WHAT THE TASK ASKS = What you return must be the lines of the data that hold the word "Please".

DATASET RECORDS =
▬▬▬▬▬▬

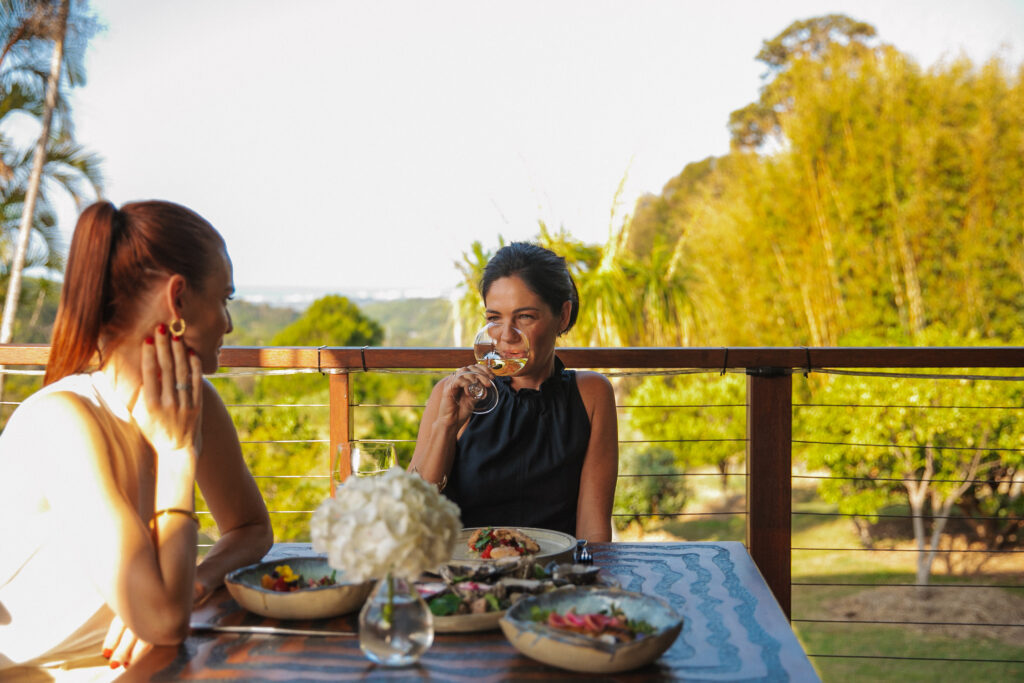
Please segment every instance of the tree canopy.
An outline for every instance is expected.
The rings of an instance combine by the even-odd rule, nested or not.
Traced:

▬▬▬▬▬▬

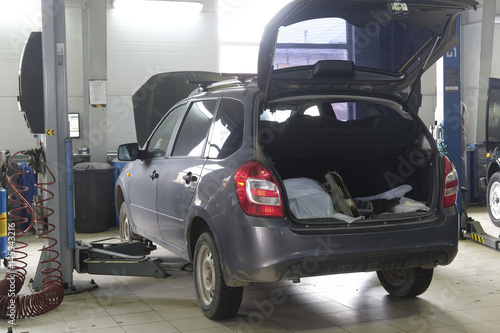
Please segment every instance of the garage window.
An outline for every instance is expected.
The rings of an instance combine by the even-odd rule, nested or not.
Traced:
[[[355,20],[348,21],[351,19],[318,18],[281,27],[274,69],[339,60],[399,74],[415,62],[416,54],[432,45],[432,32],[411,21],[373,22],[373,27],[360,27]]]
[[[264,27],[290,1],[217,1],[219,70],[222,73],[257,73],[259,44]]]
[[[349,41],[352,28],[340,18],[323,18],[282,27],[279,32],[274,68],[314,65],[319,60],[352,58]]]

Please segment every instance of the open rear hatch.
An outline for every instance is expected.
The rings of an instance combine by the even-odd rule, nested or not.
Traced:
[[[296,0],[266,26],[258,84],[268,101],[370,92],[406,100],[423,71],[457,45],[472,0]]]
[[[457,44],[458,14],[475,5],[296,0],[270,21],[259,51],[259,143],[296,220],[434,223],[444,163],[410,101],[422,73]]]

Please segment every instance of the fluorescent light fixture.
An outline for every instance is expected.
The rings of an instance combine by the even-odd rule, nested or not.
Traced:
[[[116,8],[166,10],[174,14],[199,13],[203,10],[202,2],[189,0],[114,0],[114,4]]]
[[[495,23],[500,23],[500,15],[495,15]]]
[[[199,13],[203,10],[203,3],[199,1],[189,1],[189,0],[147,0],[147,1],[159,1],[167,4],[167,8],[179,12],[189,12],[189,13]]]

▬▬▬▬▬▬

RESPONSE TO THIS EXERCISE =
Please segment every instance of the tree canopy.
Please segment every instance of the garage window.
Please segment every instance of the open rear hatch.
Please segment every instance of the fluorescent light fixture.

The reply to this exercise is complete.